Dataset excerpt
start

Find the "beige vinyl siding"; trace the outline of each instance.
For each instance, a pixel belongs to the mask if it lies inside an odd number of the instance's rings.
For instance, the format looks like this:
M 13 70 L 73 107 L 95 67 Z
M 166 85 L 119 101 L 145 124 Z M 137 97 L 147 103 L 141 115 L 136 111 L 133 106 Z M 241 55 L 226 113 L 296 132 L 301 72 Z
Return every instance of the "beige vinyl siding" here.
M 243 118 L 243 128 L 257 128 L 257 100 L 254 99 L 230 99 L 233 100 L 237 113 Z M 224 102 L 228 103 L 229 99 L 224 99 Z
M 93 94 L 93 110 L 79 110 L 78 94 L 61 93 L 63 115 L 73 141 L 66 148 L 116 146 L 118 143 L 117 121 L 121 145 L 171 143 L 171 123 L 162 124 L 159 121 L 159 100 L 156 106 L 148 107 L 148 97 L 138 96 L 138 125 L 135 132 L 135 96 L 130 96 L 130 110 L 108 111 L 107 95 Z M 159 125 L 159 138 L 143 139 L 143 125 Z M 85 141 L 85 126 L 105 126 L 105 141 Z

end

■ Exercise prompt ■
Please tally the lines of the data above that contain the string "instance" and give only that number.

■ Output ■
4